Copy each line of the data that has "below" in it.

* * * *

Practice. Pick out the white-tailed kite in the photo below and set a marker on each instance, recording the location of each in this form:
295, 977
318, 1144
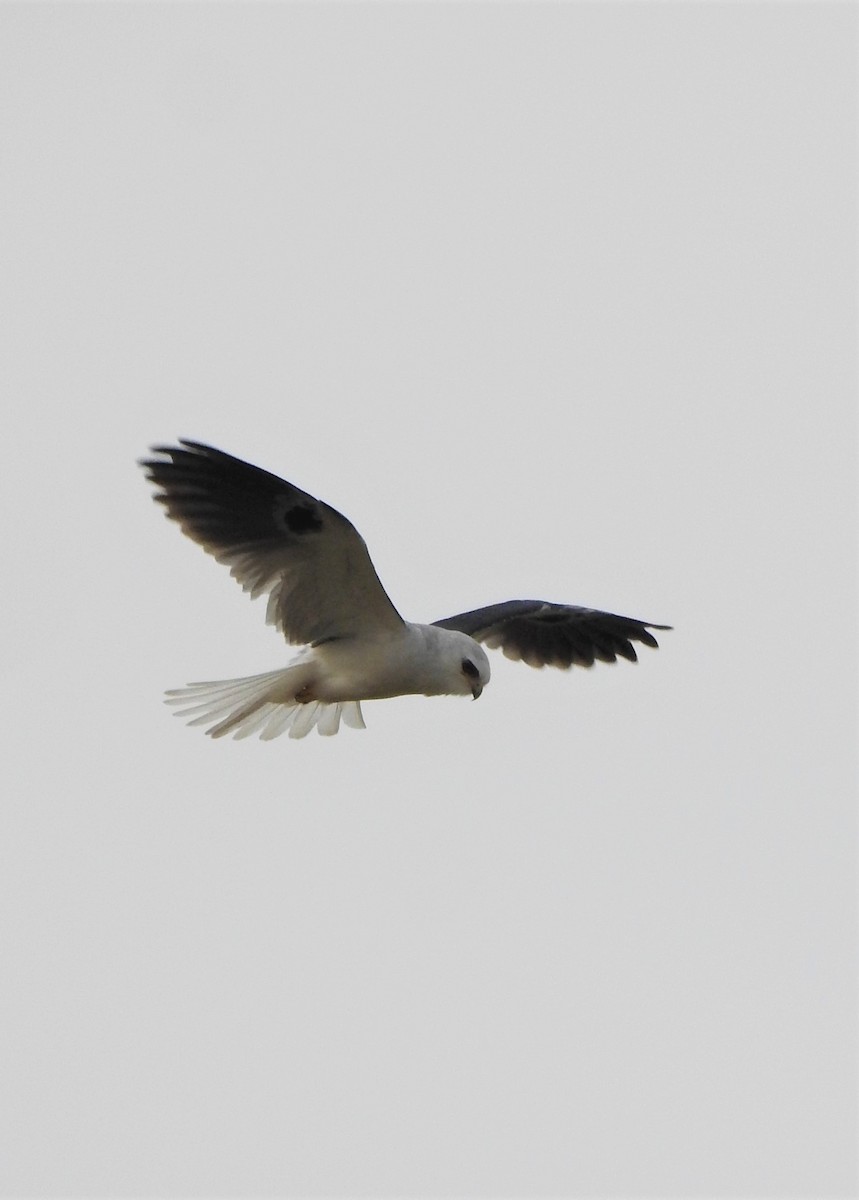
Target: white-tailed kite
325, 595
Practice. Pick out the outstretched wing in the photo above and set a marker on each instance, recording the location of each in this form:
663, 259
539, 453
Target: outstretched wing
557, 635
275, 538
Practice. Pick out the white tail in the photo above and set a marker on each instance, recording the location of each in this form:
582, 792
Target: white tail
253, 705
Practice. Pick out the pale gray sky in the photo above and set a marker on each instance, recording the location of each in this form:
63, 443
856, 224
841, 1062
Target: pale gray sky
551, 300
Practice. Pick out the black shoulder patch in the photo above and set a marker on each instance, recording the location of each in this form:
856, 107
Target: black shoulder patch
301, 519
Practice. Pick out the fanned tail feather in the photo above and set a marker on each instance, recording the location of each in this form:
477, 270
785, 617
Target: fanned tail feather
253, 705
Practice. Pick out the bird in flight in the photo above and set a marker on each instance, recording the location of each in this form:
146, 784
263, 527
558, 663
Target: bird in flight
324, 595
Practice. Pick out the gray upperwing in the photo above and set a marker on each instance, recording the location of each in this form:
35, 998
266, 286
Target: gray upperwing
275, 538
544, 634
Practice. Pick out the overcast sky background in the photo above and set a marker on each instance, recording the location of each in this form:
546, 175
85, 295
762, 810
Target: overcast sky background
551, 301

* * * *

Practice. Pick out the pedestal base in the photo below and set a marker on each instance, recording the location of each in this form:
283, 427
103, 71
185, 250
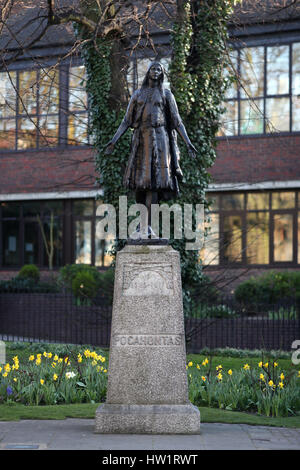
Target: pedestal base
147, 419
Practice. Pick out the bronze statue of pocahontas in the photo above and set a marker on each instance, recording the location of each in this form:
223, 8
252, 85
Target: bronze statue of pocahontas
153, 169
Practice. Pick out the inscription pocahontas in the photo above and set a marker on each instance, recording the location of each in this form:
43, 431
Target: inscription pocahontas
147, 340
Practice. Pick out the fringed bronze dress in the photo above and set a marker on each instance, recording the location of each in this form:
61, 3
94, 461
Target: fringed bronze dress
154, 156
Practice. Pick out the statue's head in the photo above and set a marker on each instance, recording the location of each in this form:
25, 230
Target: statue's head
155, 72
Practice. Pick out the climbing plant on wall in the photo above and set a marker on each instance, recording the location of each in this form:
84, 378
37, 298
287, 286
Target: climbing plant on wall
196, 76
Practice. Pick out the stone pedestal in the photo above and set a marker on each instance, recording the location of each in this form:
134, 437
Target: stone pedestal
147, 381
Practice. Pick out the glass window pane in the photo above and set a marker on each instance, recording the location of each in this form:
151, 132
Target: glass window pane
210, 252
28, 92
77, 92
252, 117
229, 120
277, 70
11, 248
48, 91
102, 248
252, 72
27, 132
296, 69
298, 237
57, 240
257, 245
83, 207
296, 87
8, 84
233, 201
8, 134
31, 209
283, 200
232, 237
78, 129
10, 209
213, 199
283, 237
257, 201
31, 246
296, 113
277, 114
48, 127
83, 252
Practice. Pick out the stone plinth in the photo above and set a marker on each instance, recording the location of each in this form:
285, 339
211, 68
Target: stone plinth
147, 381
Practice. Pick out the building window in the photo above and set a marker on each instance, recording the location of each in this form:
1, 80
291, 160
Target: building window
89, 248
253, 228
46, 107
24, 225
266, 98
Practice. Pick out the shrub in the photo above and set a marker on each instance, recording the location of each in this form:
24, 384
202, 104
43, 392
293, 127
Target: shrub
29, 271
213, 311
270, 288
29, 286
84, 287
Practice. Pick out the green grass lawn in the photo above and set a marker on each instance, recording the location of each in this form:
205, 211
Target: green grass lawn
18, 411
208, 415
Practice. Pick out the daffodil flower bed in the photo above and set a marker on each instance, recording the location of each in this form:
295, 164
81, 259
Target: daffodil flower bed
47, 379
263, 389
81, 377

* * * *

— EXERCISE RESPONSE —
Practice. Pick out the white-tailed kite in the photo below and set a marker on each instance, recording the location of each in this form:
Practice. Pick out the pedestal base in the photo below and set a marker on each instance, recording the location of each in this form:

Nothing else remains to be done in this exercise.